RECORDED DATA below:

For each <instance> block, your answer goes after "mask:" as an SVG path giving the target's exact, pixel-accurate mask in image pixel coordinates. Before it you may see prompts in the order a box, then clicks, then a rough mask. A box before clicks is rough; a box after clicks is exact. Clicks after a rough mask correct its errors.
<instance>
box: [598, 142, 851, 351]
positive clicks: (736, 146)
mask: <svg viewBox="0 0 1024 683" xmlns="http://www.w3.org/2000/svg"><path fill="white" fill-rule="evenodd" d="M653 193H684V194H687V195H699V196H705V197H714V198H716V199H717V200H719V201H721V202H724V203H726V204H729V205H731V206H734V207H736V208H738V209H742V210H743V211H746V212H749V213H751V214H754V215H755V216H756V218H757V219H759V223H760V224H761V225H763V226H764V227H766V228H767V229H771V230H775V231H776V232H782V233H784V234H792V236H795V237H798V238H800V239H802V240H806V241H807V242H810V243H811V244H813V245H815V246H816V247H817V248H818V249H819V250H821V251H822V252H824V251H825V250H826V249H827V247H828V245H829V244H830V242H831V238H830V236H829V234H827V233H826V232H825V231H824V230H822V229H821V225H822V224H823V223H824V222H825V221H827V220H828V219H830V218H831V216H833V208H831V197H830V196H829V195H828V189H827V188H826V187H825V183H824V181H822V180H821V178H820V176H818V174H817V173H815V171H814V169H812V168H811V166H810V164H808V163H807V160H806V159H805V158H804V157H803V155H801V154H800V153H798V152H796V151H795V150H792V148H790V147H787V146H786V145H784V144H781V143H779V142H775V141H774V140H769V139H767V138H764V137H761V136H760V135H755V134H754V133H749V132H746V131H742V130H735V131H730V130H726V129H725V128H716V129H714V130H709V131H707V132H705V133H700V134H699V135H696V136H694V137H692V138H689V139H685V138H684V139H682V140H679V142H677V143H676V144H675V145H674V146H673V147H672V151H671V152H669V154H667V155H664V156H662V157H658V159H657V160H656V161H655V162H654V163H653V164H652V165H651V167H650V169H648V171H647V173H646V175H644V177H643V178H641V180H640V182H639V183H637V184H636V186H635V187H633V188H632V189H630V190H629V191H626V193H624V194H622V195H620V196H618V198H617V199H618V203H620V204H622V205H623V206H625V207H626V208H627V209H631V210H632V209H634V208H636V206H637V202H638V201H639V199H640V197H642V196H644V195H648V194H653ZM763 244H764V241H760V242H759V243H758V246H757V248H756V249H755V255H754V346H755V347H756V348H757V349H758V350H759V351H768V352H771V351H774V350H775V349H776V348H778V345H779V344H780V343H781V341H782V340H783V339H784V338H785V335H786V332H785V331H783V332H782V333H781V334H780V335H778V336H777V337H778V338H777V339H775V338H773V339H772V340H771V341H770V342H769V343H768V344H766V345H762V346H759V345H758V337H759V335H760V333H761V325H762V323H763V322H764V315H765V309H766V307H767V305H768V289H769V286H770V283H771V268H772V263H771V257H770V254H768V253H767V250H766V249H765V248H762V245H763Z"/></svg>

End of RECORDED DATA.

## EXERCISE DETAILS
Rewrite the rows above, changing "rough mask" to "coarse mask" everywhere it appears and leaving everything else the same.

## EXPECTED OUTPUT
For each <instance> block, your answer goes after "mask:" as an SVG path giving the target's exact, pixel-accurate mask in image pixel coordinates. Before it you may see prompts in the order a box, then clicks, then a coarse mask. A box before clicks is rough; a box after clicks is exact. Clicks after a coarse mask correct its errors.
<instance>
box: [598, 142, 851, 351]
positive clicks: (736, 146)
mask: <svg viewBox="0 0 1024 683" xmlns="http://www.w3.org/2000/svg"><path fill="white" fill-rule="evenodd" d="M653 193H684V194H687V195H699V196H705V197H714V198H716V199H717V200H719V201H721V202H724V203H726V204H729V205H731V206H734V207H736V208H738V209H742V210H743V211H746V212H749V213H751V214H754V215H755V216H756V218H757V219H759V223H760V224H761V225H763V226H764V227H766V228H767V229H771V230H775V231H776V232H782V233H784V234H792V236H795V237H798V238H800V239H802V240H806V241H807V242H810V243H811V244H813V245H815V246H816V247H817V248H818V249H819V250H821V251H822V252H824V251H825V250H826V249H827V247H828V245H829V244H830V242H831V238H830V236H829V234H827V233H826V232H825V231H824V230H822V229H821V225H822V224H823V223H824V222H825V221H827V220H828V219H830V218H831V216H833V208H831V197H830V196H829V195H828V189H827V188H826V187H825V183H824V181H822V180H821V178H820V176H818V174H817V173H815V171H814V169H812V168H811V166H810V164H808V163H807V160H806V159H805V158H804V157H803V155H801V154H800V153H798V152H796V151H795V150H792V148H790V147H787V146H786V145H784V144H781V143H779V142H775V141H774V140H769V139H767V138H764V137H761V136H760V135H755V134H754V133H749V132H746V131H742V130H735V131H730V130H726V129H725V128H716V129H714V130H709V131H707V132H705V133H700V134H699V135H696V136H694V137H692V138H689V139H685V138H684V139H682V140H679V142H677V143H676V144H675V145H674V146H673V147H672V151H671V152H669V154H667V155H664V156H662V157H658V159H657V160H656V161H655V162H654V163H653V164H652V165H651V167H650V169H648V171H647V173H646V175H644V177H643V178H641V180H640V182H639V183H637V184H636V186H635V187H633V188H632V189H630V190H629V191H626V193H624V194H622V195H620V196H618V198H617V199H618V203H620V204H622V205H623V206H625V207H626V208H627V209H631V210H632V209H634V208H636V206H637V202H638V201H639V199H640V197H642V196H644V195H648V194H653ZM763 244H764V241H760V242H759V243H758V246H757V248H756V249H755V255H754V346H755V347H756V348H757V349H758V350H759V351H768V352H771V351H774V350H775V349H776V348H778V345H779V344H780V343H781V341H782V340H783V339H784V338H785V335H786V332H785V331H783V332H782V333H781V334H780V335H778V336H777V337H778V338H777V339H775V338H773V339H772V340H771V341H770V342H769V343H768V344H766V345H762V346H759V345H758V337H759V335H760V333H761V325H762V323H763V322H764V315H765V309H766V307H767V305H768V289H769V286H770V283H771V268H772V263H771V257H770V254H768V253H767V250H766V249H765V248H762V245H763Z"/></svg>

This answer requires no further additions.